[Extracted data entries]
◇ ◇ ◇ ◇ ◇

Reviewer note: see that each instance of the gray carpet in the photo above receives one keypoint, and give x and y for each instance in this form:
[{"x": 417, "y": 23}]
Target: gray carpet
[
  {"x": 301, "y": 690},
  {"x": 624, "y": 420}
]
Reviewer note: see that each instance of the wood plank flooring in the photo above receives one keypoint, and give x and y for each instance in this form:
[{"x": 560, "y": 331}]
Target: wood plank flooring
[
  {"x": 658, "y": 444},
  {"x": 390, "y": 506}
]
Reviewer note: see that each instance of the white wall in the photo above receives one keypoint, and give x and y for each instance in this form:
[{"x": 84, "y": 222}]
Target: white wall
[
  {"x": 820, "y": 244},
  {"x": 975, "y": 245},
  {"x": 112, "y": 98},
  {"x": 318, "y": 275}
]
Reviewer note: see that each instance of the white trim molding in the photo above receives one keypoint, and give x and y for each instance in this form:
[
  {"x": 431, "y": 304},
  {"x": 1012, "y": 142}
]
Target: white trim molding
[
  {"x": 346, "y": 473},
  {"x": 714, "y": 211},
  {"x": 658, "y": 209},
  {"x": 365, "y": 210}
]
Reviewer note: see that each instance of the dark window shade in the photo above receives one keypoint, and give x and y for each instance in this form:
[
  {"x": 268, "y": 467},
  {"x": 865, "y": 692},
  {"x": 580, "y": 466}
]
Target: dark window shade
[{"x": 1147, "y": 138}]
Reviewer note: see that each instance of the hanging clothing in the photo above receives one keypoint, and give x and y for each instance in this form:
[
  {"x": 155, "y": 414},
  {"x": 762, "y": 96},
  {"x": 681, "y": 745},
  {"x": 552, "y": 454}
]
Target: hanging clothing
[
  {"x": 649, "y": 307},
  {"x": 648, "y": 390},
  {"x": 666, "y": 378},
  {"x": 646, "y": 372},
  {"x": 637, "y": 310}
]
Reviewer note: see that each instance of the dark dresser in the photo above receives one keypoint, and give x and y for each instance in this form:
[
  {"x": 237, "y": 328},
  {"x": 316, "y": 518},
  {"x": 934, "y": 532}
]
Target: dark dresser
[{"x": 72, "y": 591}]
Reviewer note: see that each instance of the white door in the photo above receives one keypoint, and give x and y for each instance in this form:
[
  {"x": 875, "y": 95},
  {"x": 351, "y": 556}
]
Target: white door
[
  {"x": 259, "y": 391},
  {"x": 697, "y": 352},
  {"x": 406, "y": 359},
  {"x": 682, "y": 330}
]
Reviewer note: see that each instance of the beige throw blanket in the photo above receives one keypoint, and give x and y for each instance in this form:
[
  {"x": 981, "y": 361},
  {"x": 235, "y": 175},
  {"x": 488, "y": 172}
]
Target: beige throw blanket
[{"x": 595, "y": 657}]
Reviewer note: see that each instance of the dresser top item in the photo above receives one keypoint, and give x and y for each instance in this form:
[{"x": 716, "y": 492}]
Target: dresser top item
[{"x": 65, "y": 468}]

◇ ◇ ◇ ◇ ◇

◆ **Problem statement**
Return all of the entries above exactly as they stand.

◆ **Result below**
Reviewer note: see that each instance of the gray carpet in the photo above receives one keypoint, and give x and y for each instance in this form:
[{"x": 417, "y": 23}]
Target: gray carpet
[
  {"x": 301, "y": 690},
  {"x": 624, "y": 420}
]
Reviewer note: see that each instance of the wood plank flooring in the photo above receives one keypoint, and give x and y for each instance in this form:
[{"x": 560, "y": 331}]
Target: wood plank flooring
[
  {"x": 658, "y": 444},
  {"x": 390, "y": 506}
]
Reviewer note: see that each instance of the white wall in the photo above receives one keypoint, and give x and y for each instance in this form:
[{"x": 84, "y": 222}]
Target: white wall
[
  {"x": 820, "y": 244},
  {"x": 975, "y": 245},
  {"x": 112, "y": 98},
  {"x": 318, "y": 275}
]
Reviewer note: see that each instance of the white trim molding in the photo above receives one keypoint, and give x and y for each instance in this form:
[
  {"x": 431, "y": 304},
  {"x": 1012, "y": 142}
]
Target: white trim molding
[
  {"x": 346, "y": 473},
  {"x": 714, "y": 211},
  {"x": 658, "y": 209},
  {"x": 365, "y": 210}
]
Reviewer note: see that each instance of the dark window shade in the photo above receives one keypoint, and give x and y for each instance in this form:
[
  {"x": 268, "y": 467},
  {"x": 865, "y": 692},
  {"x": 580, "y": 466}
]
Target: dark window shade
[{"x": 1147, "y": 138}]
Reviewer note: see that each instance of the hanging clothing in the photo above receives one keypoint, and give x and y for each instance in this form:
[
  {"x": 155, "y": 414},
  {"x": 762, "y": 96},
  {"x": 681, "y": 745},
  {"x": 552, "y": 454}
]
Target: hanging clothing
[
  {"x": 649, "y": 307},
  {"x": 648, "y": 390},
  {"x": 666, "y": 378},
  {"x": 646, "y": 372},
  {"x": 637, "y": 310}
]
Reviewer note: see that each instance of the dark dresser in the photo above receives one keypoint, and give x and y for each instance in this form:
[
  {"x": 237, "y": 328},
  {"x": 316, "y": 518},
  {"x": 934, "y": 532}
]
Target: dark dresser
[{"x": 72, "y": 591}]
Reviewer note: see that each instance of the white door in the photo above receives one keypoint, and give x and y for each instance in this form:
[
  {"x": 875, "y": 95},
  {"x": 351, "y": 556}
]
Target: white door
[
  {"x": 259, "y": 391},
  {"x": 697, "y": 352},
  {"x": 406, "y": 359},
  {"x": 682, "y": 330}
]
Reviewer note: see that each instance of the beige throw blanket in the photo above receives one keypoint, and give x and y for each instance in this form:
[
  {"x": 981, "y": 361},
  {"x": 235, "y": 175},
  {"x": 488, "y": 172}
]
Target: beige throw blanket
[{"x": 595, "y": 657}]
Reviewer note: see that each instance of the dresser top item in the photo above receives one keypoint, and give x and y for each instance in this form:
[{"x": 716, "y": 492}]
Target: dresser top item
[{"x": 65, "y": 468}]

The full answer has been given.